Esse problema pode ser amenizado se o NAIRR focar em um número pequeno de projetos, como sugerido por alguns especialistas. Mas também devemos ir atrás de mais soluções alternativas para garantir que uma quantidade significativa de GPUs seja disponibilizada aos acadêmicos. Aqui estão algumas ideias:
Primeiro, deveríamos usar os agrupamentos de GPUs em grande escala para aprimorar a infraestrutura de supercomputadores que o governo dos EUA já financia atualmente e aproveitar ao máximo dela. Os pesquisadores acadêmicos devem formar parcerias com os Laboratórios Nacionais americanos para enfrentar grandes desafios na pesquisa em IA.

▶ _Conteúdo do conjunto_:
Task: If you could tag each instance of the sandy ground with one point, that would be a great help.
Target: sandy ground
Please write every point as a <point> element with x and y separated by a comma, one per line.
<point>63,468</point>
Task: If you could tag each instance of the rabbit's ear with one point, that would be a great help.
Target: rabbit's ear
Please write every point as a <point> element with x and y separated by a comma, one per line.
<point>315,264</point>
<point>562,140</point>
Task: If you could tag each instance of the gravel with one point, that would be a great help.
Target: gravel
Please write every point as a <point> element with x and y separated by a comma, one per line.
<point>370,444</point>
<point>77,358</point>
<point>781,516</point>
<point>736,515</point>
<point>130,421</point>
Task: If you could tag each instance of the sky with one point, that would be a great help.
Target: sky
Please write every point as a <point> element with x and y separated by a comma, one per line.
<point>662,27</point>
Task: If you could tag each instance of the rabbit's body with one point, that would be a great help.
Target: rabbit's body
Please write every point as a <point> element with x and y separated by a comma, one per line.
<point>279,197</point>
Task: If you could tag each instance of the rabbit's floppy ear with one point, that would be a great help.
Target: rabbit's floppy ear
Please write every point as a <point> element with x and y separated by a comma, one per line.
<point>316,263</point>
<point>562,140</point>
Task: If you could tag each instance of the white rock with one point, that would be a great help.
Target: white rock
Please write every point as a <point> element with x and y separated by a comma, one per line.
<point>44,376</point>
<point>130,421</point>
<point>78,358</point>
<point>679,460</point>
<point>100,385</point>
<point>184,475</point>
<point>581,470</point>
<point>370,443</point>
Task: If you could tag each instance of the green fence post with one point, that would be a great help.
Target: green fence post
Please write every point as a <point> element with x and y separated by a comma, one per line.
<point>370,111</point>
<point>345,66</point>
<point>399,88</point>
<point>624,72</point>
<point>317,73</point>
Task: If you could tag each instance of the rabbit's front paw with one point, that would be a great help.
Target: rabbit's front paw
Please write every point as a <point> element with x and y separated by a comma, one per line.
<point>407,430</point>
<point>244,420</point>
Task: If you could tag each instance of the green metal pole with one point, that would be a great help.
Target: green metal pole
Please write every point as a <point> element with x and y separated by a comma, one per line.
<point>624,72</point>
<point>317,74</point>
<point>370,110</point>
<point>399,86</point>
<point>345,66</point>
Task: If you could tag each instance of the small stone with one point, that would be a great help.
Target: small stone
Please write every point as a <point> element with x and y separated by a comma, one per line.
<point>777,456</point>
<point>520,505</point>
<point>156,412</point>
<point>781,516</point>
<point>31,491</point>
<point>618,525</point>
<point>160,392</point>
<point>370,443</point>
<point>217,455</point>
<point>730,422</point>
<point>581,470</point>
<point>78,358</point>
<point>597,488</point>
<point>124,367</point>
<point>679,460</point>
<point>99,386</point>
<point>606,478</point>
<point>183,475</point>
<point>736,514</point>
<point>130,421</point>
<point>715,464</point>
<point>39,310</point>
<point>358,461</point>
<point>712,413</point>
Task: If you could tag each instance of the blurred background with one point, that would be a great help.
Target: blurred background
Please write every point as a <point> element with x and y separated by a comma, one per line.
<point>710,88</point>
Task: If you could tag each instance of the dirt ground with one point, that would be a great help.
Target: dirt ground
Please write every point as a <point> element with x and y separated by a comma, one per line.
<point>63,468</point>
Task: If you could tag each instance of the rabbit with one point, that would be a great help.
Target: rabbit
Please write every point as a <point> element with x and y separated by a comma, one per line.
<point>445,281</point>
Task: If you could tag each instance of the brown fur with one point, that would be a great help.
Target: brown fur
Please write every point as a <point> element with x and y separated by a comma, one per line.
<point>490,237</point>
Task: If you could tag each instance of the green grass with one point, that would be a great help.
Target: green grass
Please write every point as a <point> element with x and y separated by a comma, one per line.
...
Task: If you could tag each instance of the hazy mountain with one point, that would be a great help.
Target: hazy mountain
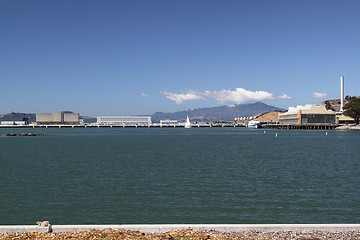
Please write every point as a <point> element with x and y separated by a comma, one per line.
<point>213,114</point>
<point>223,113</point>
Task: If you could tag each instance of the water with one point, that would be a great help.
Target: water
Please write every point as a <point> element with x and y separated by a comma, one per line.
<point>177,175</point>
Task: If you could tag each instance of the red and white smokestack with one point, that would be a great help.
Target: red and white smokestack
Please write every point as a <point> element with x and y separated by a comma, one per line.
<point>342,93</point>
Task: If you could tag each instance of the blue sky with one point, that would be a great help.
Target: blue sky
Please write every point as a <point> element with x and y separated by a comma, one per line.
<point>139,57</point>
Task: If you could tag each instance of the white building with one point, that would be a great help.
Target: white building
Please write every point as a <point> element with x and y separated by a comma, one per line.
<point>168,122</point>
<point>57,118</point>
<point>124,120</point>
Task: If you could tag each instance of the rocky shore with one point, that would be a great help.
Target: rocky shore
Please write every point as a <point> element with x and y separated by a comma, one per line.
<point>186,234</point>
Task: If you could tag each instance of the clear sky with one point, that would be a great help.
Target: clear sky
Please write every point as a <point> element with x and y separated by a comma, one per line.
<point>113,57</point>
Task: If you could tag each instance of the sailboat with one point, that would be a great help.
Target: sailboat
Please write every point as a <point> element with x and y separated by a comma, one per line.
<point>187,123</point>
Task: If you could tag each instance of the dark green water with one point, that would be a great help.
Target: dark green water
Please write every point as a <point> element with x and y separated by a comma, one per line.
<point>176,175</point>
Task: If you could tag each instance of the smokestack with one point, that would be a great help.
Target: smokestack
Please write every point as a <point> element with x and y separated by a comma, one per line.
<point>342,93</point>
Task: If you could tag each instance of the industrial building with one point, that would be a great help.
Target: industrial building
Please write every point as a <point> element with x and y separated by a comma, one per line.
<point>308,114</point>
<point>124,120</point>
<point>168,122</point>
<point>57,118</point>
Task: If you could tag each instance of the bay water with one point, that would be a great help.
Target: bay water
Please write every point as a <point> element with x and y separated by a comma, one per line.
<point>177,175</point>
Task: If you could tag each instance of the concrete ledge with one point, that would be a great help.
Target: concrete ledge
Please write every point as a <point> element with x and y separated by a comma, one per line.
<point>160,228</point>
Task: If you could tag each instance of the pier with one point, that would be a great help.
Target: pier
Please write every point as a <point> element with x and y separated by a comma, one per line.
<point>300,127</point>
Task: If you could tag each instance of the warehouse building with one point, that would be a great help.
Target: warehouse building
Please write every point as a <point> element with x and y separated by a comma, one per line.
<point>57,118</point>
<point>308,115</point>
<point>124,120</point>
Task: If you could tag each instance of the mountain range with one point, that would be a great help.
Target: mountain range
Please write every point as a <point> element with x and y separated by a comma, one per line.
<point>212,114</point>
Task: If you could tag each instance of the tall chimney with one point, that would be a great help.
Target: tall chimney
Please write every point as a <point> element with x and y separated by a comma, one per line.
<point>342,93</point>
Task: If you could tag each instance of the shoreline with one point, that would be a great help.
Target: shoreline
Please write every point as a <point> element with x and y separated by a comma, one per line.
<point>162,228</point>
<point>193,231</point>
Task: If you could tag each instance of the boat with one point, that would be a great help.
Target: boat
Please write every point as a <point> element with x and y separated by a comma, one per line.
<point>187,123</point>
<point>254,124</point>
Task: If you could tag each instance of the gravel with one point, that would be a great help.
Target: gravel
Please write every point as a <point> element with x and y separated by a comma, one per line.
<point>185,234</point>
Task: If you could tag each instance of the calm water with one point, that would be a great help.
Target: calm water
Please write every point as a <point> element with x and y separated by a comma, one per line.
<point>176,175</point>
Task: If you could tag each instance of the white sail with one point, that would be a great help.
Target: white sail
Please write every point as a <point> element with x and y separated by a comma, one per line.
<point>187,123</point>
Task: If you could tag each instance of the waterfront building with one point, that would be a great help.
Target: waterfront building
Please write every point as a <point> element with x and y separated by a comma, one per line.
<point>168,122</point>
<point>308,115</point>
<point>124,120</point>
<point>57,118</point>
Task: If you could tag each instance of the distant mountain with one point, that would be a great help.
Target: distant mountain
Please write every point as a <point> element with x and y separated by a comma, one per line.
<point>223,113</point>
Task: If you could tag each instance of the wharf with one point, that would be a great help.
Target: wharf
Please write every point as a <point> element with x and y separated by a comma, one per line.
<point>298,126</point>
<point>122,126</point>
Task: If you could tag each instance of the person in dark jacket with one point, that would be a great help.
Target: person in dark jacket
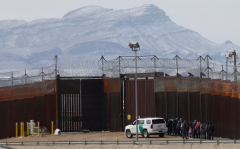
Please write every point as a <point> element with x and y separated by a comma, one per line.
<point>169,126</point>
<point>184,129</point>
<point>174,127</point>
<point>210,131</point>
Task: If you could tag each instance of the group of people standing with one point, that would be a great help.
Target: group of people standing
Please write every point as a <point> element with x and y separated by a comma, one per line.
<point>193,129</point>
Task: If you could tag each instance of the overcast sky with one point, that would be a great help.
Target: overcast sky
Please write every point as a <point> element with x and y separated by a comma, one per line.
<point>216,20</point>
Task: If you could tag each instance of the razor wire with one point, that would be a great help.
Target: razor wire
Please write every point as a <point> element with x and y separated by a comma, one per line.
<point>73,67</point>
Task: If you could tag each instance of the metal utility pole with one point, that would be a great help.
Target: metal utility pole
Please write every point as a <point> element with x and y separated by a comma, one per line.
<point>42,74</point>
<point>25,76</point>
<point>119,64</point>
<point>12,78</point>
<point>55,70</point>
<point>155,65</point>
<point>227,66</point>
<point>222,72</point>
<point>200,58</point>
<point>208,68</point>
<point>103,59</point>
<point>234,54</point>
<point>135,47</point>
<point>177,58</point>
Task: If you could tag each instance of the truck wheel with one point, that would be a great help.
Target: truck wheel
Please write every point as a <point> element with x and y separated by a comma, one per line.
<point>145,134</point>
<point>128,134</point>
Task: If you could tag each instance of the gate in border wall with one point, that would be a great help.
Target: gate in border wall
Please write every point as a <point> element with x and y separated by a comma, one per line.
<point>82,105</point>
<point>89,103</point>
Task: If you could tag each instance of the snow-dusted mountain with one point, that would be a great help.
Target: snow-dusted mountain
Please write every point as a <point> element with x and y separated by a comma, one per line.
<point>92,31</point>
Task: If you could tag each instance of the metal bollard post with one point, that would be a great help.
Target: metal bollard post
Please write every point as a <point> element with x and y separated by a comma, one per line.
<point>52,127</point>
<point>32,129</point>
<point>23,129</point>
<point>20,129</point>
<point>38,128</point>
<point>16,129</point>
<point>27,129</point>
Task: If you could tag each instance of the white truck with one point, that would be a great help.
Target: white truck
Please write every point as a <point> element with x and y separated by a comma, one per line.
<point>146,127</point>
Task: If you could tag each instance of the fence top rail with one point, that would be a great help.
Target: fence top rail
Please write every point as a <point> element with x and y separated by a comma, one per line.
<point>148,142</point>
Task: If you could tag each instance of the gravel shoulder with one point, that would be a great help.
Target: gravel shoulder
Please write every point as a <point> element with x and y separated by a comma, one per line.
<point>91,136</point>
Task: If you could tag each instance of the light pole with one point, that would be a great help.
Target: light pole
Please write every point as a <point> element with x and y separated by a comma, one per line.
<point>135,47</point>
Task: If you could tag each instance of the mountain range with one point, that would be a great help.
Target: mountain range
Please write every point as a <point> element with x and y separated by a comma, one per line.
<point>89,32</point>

▶ _Conjunto de tarefas_:
**1)** Segundo o texto sobre o NAIRR, com quem os pesquisadores acadêmicos devem formar parcerias?
**2)** Indique se cada afirmação concorda com o texto sobre o NAIRR, respondendo sim ou não e citando as palavras do texto que decidem a resposta:
(a) O problema pode ser amenizado se o NAIRR focar em um grande número de projetos.
(b) A proposta é usar agrupamentos de GPUs em grande escala para aprimorar a infraestrutura de supercomputadores já financiada pelo governo dos EUA.
(c) Busca-se garantir que uma quantidade significativa de GPUs seja disponibilizada aos acadêmicos.
**3)** Prossiga com o texto sobre o NAIRR a partir do ponto em que ele termina.

▶ _Respostas por tarefa_:
**1)** Com os Laboratórios Nacionais americanos.

**2)**
(a) Não: "se o NAIRR focar em um número pequeno de projetos".
(b) Sim: "usar os agrupamentos de GPUs em grande escala para aprimorar a infraestrutura de supercomputadores que o governo dos EUA já financia atualmente".
(c) Sim: "garantir que uma quantidade significativa de GPUs seja disponibilizada aos acadêmicos".

**3)**
Em segundo lugar, o governo dos Estados Unidos deve explorar formas de reduzir os custos das GPUs de alto desempenho para as instituições acadêmicas, como, por exemplo, oferecer assistência financeira na forma de subsídios ou créditos fiscais para Pesquisa e Desenvolvimento (P&D), para que elas investissem em recursos computacionais avançados necessários para conduzir pesquisas em IA. Algumas iniciativas estaduais, como a parceria entre universidade e o estado de Nova York no desenvolvimento de IA, já estão desempenhando um papel importante no nível estadual. Esse modelo de colaboração deve ser replicado em todo o país.
Por último, as restrições de controle de exportação mais recentes podem, ao longo do tempo, resultar em chips sobressalentes de IA de ponta no estoque de alguns fabricantes de chips nos EUA. Nesse caso, o governo poderia intervir comprando esse excedente e distribuí-lo para universidades e instituições acadêmicas em todo o país.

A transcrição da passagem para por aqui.